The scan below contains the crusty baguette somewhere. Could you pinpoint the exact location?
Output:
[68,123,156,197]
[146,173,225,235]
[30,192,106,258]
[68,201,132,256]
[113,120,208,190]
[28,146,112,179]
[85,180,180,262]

▶ [DIRECTION] Write out the items again with "crusty baguette" replaced by "sourdough loaf", keeping everything else the same.

▶ [TASK ANSWER]
The scan below contains the sourdough loaf somewhere. Could you pinpoint the exact location?
Output:
[68,123,156,197]
[146,173,225,235]
[30,192,106,258]
[68,201,132,256]
[113,120,208,190]
[28,146,112,179]
[85,180,180,262]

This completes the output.